To be done: State only the number of lines in the records that contain the string "Query", treating uppercase and lowercase as distinct.

Data supplied:
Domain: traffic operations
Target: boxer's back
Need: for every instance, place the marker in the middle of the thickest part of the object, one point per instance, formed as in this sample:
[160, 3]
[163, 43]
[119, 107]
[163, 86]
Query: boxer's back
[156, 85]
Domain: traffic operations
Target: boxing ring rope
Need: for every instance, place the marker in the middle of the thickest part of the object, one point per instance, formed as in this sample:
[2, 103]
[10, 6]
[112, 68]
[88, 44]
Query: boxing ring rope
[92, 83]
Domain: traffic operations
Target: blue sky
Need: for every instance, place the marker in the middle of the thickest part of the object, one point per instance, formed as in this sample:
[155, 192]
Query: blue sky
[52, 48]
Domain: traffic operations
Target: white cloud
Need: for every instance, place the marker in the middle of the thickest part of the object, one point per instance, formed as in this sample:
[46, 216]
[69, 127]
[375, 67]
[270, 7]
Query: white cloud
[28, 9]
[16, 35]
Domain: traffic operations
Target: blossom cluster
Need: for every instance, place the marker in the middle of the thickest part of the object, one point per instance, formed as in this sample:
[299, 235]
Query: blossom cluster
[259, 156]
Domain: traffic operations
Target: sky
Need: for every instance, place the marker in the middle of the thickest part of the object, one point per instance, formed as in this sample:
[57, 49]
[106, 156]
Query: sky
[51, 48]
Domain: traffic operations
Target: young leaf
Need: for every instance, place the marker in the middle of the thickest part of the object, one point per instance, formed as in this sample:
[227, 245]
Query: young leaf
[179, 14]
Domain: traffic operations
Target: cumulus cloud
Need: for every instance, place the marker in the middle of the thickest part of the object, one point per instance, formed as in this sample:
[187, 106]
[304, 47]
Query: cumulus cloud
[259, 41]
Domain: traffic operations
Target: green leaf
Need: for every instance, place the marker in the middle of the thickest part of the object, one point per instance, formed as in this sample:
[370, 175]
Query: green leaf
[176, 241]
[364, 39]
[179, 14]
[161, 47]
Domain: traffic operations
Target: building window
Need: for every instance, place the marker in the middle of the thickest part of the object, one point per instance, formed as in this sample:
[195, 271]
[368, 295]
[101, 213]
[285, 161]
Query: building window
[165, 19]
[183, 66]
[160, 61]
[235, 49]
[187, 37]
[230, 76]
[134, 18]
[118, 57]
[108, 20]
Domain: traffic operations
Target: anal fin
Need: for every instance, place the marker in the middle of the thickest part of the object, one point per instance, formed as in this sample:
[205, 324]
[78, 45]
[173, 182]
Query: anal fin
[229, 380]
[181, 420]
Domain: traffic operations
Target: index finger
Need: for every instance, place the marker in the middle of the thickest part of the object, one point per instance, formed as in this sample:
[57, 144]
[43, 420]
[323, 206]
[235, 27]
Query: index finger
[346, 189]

Task answer: 12